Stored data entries
*** Begin section ***

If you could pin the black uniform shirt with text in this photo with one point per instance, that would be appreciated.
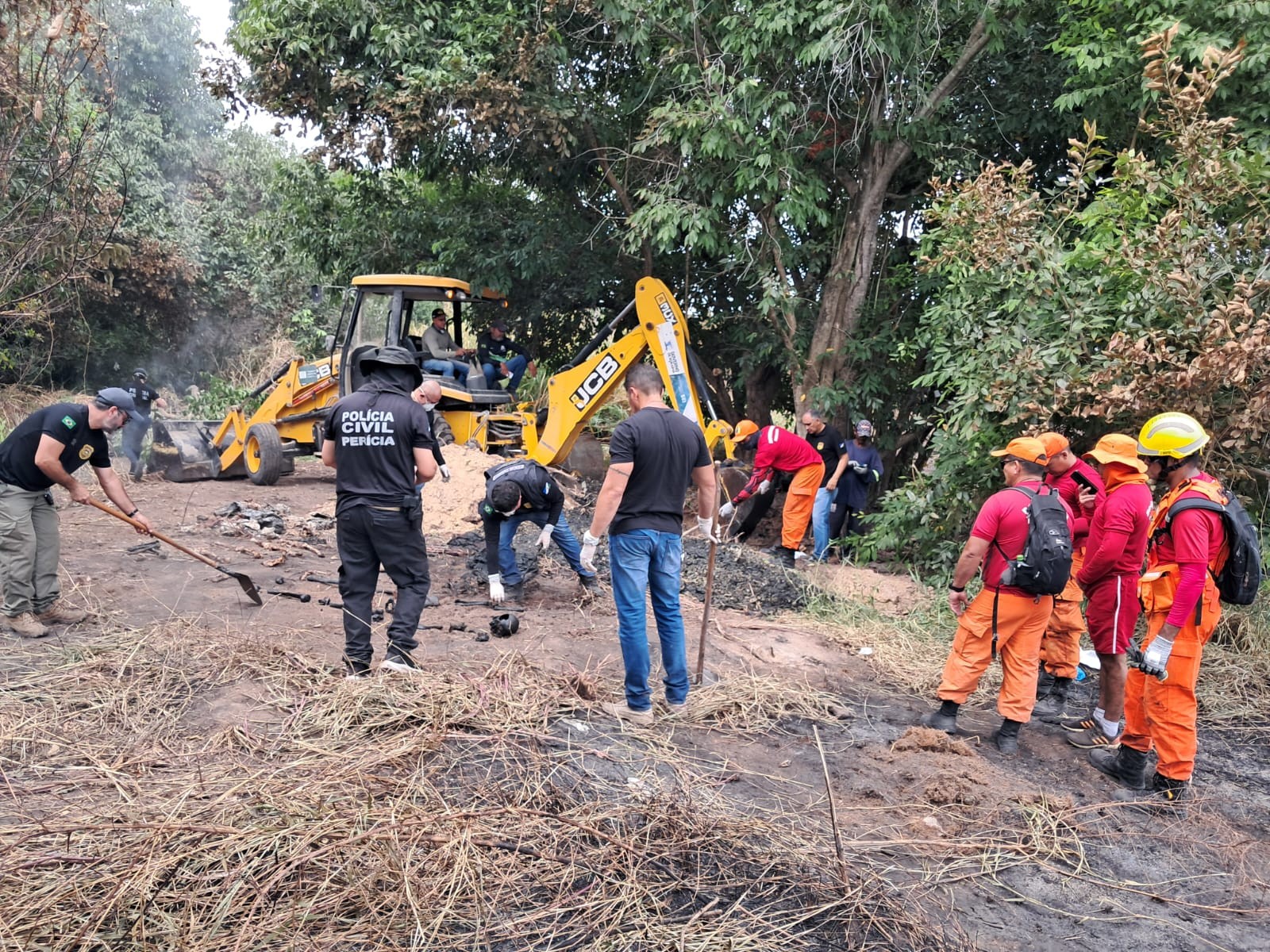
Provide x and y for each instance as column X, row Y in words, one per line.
column 143, row 395
column 67, row 424
column 375, row 447
column 831, row 446
column 539, row 493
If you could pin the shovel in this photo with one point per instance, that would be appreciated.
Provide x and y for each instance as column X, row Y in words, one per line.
column 249, row 588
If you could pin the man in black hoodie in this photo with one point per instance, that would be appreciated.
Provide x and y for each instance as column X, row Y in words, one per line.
column 380, row 446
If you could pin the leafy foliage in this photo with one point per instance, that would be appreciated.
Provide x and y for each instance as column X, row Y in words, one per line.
column 1138, row 286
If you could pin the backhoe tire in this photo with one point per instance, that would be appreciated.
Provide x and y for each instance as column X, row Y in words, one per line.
column 262, row 455
column 441, row 431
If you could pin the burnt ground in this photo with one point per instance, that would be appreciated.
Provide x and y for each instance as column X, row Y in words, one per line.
column 1018, row 854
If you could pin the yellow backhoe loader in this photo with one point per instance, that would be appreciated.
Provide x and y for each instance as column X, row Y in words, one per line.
column 387, row 311
column 397, row 309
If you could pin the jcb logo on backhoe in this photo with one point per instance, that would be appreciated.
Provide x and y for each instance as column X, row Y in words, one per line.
column 595, row 382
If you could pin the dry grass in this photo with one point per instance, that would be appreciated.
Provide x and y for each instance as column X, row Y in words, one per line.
column 438, row 812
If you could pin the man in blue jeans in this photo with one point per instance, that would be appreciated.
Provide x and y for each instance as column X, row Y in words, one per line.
column 518, row 492
column 501, row 357
column 653, row 455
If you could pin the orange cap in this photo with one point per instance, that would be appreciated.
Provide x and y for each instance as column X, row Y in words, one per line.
column 1118, row 448
column 1028, row 448
column 1054, row 443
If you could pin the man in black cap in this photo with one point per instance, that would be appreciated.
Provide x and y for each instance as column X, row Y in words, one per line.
column 501, row 357
column 518, row 492
column 144, row 397
column 44, row 450
column 380, row 446
column 441, row 355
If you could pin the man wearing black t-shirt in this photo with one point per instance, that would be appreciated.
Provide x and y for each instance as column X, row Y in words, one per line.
column 44, row 450
column 380, row 446
column 653, row 456
column 144, row 397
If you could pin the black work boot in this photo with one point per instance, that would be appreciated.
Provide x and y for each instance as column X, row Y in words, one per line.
column 1006, row 736
column 944, row 719
column 1162, row 795
column 1053, row 708
column 1123, row 765
column 1045, row 682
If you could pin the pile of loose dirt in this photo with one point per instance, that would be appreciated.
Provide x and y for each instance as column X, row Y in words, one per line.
column 745, row 581
column 889, row 594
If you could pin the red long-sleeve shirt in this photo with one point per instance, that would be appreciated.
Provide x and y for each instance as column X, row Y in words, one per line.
column 778, row 450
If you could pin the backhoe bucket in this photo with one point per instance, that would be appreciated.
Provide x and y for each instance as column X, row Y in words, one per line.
column 183, row 451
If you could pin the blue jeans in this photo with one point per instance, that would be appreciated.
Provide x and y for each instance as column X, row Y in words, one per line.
column 821, row 520
column 516, row 367
column 460, row 368
column 647, row 560
column 562, row 536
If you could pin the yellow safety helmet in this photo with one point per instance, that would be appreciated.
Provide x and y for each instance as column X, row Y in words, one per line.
column 1172, row 435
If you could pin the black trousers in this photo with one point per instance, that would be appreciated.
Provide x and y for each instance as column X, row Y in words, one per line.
column 368, row 539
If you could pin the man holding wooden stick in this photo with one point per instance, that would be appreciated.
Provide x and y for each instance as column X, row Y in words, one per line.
column 653, row 454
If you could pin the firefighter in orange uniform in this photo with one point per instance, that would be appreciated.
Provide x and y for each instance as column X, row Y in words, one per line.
column 1180, row 598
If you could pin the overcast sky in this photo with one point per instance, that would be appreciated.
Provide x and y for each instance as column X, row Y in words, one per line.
column 214, row 21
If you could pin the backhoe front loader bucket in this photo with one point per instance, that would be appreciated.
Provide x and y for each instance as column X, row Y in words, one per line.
column 183, row 452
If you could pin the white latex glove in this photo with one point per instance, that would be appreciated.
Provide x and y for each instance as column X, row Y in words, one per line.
column 1155, row 659
column 588, row 551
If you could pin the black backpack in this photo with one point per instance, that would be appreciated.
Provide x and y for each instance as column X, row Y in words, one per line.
column 1045, row 562
column 1241, row 577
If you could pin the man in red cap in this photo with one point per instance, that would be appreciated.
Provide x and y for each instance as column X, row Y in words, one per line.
column 1001, row 617
column 1114, row 552
column 776, row 450
column 1060, row 645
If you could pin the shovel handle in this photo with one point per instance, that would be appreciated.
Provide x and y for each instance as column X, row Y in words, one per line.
column 159, row 536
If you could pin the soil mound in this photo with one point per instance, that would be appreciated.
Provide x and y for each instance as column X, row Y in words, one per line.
column 930, row 739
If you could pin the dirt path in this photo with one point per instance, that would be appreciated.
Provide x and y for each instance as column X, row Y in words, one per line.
column 1022, row 854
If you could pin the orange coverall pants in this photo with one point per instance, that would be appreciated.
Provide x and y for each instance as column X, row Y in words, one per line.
column 1060, row 644
column 1020, row 625
column 1164, row 714
column 799, row 501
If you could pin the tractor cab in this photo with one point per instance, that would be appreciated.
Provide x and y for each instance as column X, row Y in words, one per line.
column 397, row 310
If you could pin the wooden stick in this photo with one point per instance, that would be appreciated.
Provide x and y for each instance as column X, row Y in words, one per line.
column 833, row 812
column 714, row 549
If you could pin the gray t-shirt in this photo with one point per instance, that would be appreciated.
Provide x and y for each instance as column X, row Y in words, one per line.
column 666, row 447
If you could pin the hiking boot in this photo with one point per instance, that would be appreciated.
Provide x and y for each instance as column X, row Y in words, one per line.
column 1052, row 708
column 1006, row 736
column 1045, row 682
column 624, row 712
column 1077, row 723
column 399, row 662
column 940, row 721
column 1094, row 738
column 61, row 613
column 27, row 626
column 1123, row 765
column 1164, row 793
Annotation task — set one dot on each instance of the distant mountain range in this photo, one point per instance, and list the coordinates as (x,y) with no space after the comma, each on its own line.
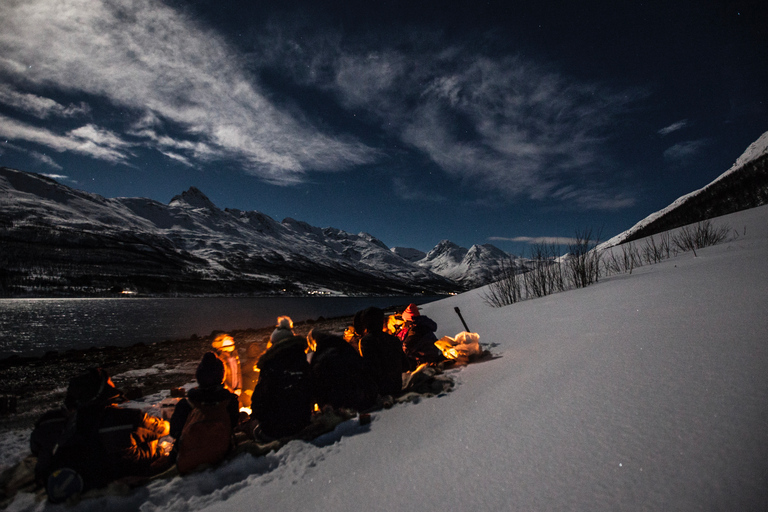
(57,240)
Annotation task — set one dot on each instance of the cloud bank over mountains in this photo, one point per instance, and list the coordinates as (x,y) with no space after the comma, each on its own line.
(159,78)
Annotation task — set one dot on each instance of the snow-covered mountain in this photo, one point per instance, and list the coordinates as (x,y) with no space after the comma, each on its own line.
(743,186)
(61,240)
(471,267)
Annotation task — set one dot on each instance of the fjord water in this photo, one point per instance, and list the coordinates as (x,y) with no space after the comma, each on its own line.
(32,327)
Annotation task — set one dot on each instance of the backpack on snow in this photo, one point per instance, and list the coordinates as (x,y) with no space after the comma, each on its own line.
(206,438)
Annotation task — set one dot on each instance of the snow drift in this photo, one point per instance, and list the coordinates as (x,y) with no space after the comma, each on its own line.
(643,392)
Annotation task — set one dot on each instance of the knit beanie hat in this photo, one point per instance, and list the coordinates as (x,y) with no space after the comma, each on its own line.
(283,330)
(210,371)
(411,312)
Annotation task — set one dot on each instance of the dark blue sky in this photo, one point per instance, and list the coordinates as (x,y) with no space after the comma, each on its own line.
(501,122)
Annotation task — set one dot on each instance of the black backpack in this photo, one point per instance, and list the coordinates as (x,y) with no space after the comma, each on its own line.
(75,463)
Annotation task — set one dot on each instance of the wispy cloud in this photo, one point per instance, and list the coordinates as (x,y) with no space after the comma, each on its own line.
(87,140)
(683,151)
(46,160)
(39,106)
(152,60)
(679,125)
(547,240)
(498,122)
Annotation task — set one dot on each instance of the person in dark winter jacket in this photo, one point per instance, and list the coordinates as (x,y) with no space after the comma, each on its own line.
(418,337)
(283,330)
(210,390)
(382,352)
(339,376)
(281,399)
(99,441)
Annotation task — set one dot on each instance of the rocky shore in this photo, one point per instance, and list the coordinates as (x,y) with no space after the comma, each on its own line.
(29,386)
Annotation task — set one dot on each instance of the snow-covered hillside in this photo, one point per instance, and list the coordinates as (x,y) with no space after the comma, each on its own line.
(744,185)
(642,392)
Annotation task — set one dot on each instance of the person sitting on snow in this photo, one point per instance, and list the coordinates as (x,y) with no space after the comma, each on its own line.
(224,345)
(281,400)
(418,337)
(99,442)
(338,373)
(283,330)
(209,393)
(382,352)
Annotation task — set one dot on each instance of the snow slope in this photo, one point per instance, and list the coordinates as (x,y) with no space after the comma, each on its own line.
(643,392)
(755,150)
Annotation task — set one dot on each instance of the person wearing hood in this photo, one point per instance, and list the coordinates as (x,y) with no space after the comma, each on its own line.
(210,390)
(338,373)
(281,400)
(283,330)
(224,345)
(382,352)
(418,337)
(99,442)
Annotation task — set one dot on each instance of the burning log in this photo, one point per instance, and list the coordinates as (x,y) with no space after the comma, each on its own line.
(460,348)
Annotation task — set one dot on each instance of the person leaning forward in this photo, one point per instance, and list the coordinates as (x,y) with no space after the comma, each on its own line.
(99,442)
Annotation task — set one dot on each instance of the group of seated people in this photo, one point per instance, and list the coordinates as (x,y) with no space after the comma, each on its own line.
(92,440)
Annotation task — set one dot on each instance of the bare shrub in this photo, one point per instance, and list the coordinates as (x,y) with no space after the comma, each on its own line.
(506,289)
(583,262)
(543,278)
(702,235)
(624,261)
(655,251)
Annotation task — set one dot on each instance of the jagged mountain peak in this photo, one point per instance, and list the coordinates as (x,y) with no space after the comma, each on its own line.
(408,253)
(446,249)
(194,198)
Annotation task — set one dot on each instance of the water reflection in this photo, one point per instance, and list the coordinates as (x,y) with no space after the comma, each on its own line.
(35,326)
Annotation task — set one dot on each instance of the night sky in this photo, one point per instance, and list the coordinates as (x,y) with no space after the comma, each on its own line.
(416,121)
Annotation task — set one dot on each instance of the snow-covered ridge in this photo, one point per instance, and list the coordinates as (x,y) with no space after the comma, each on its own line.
(753,153)
(195,237)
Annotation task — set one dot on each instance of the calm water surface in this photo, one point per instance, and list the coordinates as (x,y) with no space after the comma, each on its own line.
(36,326)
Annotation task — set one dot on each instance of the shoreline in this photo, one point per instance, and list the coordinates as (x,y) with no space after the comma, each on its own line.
(38,383)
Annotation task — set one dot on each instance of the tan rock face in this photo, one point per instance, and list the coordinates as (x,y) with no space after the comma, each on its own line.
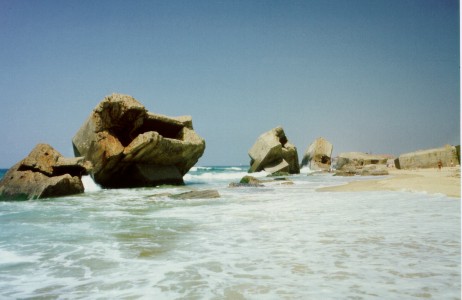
(318,155)
(429,158)
(44,173)
(272,152)
(131,147)
(359,159)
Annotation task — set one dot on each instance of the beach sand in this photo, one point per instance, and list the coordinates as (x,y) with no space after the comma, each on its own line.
(432,181)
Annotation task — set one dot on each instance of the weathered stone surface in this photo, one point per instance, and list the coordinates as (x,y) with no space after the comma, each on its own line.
(366,170)
(272,152)
(250,179)
(373,170)
(429,158)
(358,160)
(131,147)
(318,155)
(239,184)
(44,173)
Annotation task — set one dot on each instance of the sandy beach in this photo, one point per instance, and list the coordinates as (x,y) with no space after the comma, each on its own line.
(432,181)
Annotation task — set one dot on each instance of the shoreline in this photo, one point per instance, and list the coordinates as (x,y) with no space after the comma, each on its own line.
(432,181)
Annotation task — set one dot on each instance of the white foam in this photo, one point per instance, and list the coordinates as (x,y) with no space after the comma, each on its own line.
(89,184)
(8,257)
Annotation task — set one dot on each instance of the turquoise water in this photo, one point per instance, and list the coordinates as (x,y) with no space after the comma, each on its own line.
(275,242)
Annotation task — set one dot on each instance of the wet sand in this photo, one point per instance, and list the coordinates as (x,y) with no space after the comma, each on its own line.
(445,181)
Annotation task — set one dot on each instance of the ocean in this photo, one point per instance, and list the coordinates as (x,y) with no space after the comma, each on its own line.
(281,241)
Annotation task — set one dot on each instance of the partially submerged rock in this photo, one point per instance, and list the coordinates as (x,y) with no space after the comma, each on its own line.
(44,173)
(203,194)
(131,147)
(318,155)
(273,153)
(429,158)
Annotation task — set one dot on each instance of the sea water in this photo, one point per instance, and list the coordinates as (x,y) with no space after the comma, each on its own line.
(281,241)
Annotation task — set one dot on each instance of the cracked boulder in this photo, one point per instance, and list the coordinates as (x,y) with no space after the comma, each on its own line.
(44,173)
(273,153)
(132,147)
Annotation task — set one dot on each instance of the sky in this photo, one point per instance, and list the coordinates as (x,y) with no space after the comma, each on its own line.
(376,76)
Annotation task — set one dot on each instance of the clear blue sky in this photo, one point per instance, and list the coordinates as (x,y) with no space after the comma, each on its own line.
(378,76)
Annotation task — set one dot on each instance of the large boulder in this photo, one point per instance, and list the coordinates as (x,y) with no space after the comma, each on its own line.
(273,153)
(44,173)
(429,158)
(132,147)
(318,155)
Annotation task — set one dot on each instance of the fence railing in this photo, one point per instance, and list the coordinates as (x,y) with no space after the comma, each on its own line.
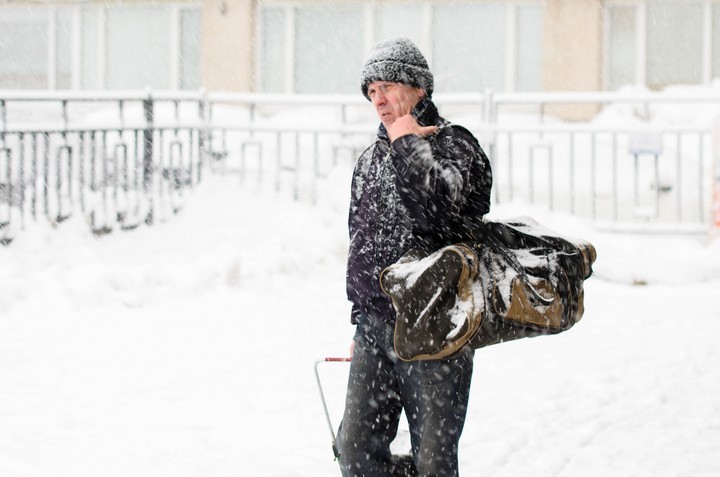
(126,158)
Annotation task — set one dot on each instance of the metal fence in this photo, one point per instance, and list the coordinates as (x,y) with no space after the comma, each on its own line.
(126,158)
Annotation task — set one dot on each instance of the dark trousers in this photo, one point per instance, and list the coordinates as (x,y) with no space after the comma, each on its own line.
(434,395)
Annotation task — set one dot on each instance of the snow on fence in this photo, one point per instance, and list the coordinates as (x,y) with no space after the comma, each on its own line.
(126,158)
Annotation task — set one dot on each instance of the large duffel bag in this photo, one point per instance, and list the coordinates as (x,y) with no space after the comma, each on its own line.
(515,279)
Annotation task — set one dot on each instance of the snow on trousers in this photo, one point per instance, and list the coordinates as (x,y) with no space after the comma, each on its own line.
(434,395)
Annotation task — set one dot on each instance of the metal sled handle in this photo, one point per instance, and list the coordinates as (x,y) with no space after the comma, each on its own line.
(322,394)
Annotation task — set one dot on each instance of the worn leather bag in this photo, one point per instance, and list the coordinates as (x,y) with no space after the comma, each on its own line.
(514,279)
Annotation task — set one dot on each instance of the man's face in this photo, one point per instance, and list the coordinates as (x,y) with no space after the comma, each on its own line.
(393,100)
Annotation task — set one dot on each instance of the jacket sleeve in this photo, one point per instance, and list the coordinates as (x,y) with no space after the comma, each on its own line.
(436,179)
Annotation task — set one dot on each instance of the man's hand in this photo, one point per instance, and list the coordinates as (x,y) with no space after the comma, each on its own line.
(407,124)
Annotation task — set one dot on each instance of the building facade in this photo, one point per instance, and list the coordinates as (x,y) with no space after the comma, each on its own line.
(311,46)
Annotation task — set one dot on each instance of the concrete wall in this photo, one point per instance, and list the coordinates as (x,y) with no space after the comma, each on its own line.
(228,45)
(573,50)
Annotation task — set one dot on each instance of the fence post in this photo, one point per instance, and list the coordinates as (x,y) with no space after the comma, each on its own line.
(148,155)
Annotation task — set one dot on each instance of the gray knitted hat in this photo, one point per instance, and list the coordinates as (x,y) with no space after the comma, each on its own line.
(397,60)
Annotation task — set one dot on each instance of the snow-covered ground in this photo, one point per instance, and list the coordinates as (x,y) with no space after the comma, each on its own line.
(187,349)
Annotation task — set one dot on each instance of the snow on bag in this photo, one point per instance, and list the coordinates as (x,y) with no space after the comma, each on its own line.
(515,279)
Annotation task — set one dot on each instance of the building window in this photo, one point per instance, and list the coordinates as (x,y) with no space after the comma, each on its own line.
(24,48)
(98,47)
(327,52)
(529,41)
(138,52)
(478,60)
(470,46)
(621,47)
(674,44)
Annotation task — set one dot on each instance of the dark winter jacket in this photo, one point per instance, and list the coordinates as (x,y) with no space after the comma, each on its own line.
(420,192)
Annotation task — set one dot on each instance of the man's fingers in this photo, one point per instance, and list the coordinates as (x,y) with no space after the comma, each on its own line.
(426,130)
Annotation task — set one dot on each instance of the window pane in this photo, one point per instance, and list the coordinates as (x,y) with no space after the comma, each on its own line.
(63,67)
(190,49)
(529,38)
(395,20)
(674,44)
(621,57)
(716,41)
(91,54)
(328,48)
(469,47)
(138,48)
(24,48)
(272,59)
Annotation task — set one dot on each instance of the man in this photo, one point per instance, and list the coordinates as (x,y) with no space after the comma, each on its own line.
(423,183)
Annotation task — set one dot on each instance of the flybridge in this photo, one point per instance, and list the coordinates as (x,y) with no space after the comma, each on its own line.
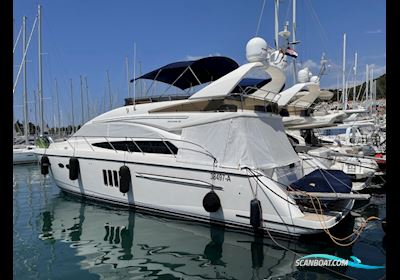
(186,74)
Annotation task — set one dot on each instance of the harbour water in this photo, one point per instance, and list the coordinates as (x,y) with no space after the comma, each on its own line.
(56,236)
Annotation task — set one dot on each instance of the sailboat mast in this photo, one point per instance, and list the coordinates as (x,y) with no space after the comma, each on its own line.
(82,110)
(294,40)
(26,126)
(366,85)
(40,68)
(127,76)
(87,98)
(355,77)
(72,108)
(134,76)
(344,93)
(371,86)
(58,109)
(276,24)
(109,89)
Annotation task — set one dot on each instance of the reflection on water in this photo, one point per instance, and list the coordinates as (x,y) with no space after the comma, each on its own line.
(62,237)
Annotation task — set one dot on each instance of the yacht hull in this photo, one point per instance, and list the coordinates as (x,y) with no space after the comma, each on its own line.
(178,190)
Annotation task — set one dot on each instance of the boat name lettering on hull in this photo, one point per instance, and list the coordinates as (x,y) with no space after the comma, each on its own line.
(220,177)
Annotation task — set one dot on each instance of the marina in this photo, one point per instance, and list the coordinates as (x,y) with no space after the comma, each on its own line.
(207,167)
(59,236)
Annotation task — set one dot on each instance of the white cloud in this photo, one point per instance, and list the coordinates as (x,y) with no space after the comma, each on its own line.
(196,57)
(377,31)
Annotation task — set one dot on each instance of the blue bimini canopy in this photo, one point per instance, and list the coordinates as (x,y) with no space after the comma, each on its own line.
(186,74)
(322,180)
(250,85)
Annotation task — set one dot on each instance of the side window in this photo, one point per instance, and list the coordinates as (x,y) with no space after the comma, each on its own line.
(155,147)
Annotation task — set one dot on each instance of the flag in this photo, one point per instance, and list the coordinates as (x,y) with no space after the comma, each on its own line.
(291,52)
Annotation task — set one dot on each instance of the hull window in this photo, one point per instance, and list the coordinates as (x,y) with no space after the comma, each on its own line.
(105,177)
(155,147)
(110,178)
(115,178)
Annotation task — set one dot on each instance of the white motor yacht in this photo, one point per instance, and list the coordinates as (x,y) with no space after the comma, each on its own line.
(215,157)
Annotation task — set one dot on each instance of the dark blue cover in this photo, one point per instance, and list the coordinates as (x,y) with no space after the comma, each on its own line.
(207,69)
(323,180)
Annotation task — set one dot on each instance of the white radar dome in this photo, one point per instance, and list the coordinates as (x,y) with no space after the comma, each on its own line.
(256,50)
(303,75)
(314,79)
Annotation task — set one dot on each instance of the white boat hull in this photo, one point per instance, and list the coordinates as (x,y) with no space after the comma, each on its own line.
(24,155)
(178,189)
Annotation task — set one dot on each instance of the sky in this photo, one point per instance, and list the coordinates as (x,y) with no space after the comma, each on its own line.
(88,38)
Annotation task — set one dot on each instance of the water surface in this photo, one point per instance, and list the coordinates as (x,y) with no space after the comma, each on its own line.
(57,236)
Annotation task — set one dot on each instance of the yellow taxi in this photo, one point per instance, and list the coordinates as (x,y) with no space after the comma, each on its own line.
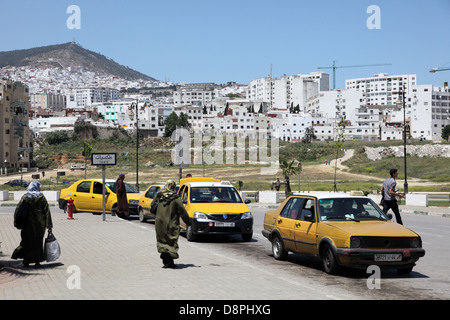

*** End section ***

EXERCISE REQUIREMENTS — Working through the records above, copy each line in which "bucket" is found.

SOLUTION TO THE PROBLEM —
If you could pin the backhoe bucket in this photo with one point per instance, that would be appreciated.
If you could pin the backhoe front loader bucket in this photo with one point per instance, that would be appreciated.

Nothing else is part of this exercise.